### Exercise brief
Copy exactly, line for line, the part of the listing from the line containing "If you could mark the blurred building" through its last line, and nothing else.
[The records Boundary: Start]
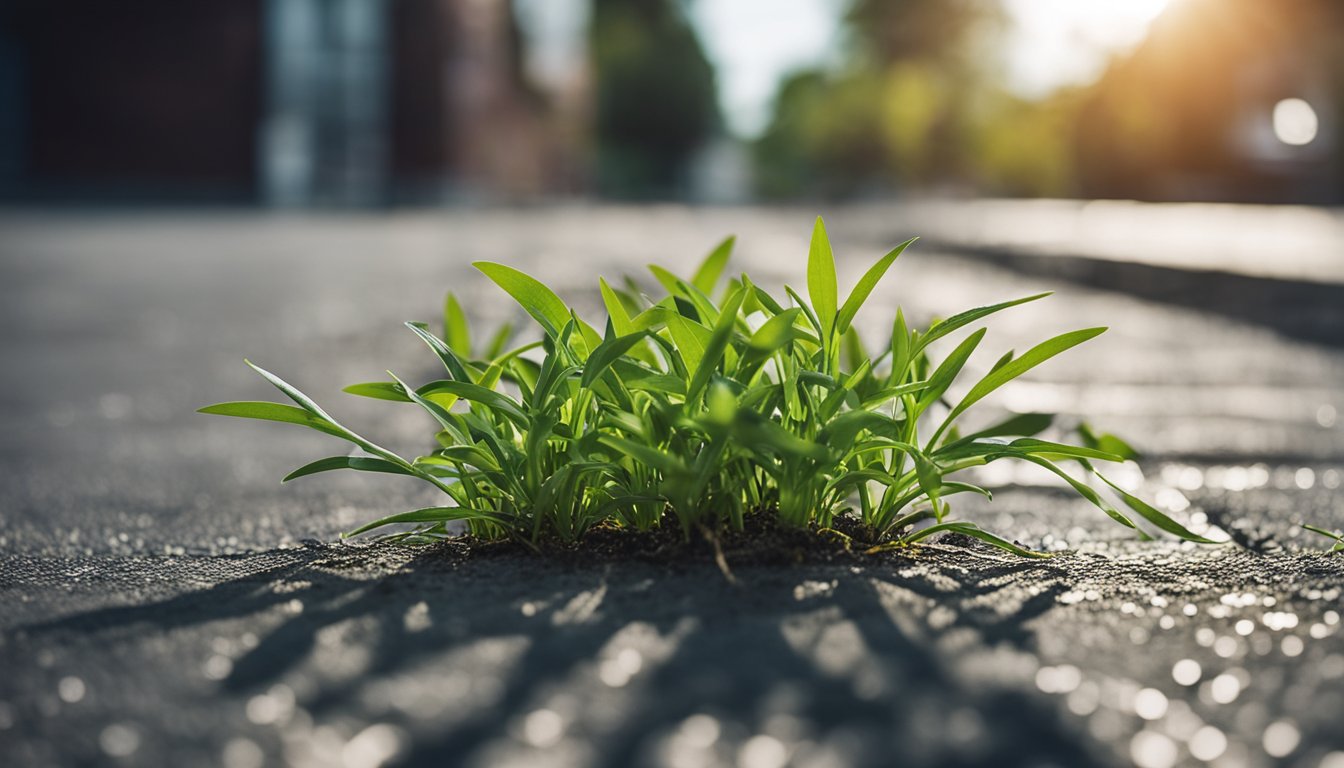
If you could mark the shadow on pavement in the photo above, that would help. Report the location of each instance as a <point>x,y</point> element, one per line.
<point>1300,310</point>
<point>848,665</point>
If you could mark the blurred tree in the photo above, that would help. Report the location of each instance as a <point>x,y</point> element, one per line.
<point>909,106</point>
<point>655,96</point>
<point>1188,113</point>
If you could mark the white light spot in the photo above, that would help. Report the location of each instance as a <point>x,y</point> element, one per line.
<point>417,618</point>
<point>1152,749</point>
<point>272,706</point>
<point>1325,416</point>
<point>70,689</point>
<point>1207,744</point>
<point>1304,478</point>
<point>762,752</point>
<point>218,667</point>
<point>1294,123</point>
<point>118,740</point>
<point>1281,739</point>
<point>1292,646</point>
<point>700,731</point>
<point>1225,689</point>
<point>1058,679</point>
<point>618,670</point>
<point>1149,704</point>
<point>1187,671</point>
<point>543,728</point>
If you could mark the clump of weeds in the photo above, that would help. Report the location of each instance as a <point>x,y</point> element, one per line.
<point>706,405</point>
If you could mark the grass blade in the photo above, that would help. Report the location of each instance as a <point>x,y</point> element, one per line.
<point>1030,359</point>
<point>379,390</point>
<point>960,320</point>
<point>707,275</point>
<point>821,280</point>
<point>866,284</point>
<point>975,531</point>
<point>1155,515</point>
<point>360,463</point>
<point>273,412</point>
<point>456,331</point>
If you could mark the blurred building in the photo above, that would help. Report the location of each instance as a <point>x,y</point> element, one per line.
<point>276,101</point>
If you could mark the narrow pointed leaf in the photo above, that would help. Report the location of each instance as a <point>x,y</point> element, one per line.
<point>821,279</point>
<point>866,284</point>
<point>707,275</point>
<point>359,463</point>
<point>456,331</point>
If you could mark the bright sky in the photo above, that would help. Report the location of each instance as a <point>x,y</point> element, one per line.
<point>1066,42</point>
<point>756,43</point>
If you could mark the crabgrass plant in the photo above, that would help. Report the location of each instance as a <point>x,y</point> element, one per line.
<point>702,406</point>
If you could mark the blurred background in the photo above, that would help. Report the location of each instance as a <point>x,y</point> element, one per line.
<point>376,102</point>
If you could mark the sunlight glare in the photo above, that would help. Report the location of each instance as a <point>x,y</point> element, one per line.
<point>1063,42</point>
<point>1294,123</point>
[The records Boundary: End]
### Answer to the exercise
If you could mark the blurred building in the photo above, that would help. Report the location of each instance as a <point>x,y</point> element, one per line.
<point>276,101</point>
If you could mark the narrow pointed leaf in the photo above, that would help. Report the location of each instance as a <point>x,y</point> element, one per line.
<point>821,279</point>
<point>866,284</point>
<point>707,275</point>
<point>359,463</point>
<point>456,331</point>
If you could mark the bright sky in the photo above, that would help. Report the location of each instance as a <point>x,y</point> element, one per line.
<point>1066,42</point>
<point>756,43</point>
If you could mark the crabgrass plant in the photo above, that would help. Report the location of each instance as a <point>x,y</point> element, one per line.
<point>702,406</point>
If you could mark the blurred background in the photo above, that would help. Report the location of each instance as a <point>x,y</point> element, one per line.
<point>376,102</point>
If you could mark the sunlight glare in the photo above, that would help. Report the location of each instance as a <point>x,y</point> element, one per line.
<point>1063,42</point>
<point>1294,123</point>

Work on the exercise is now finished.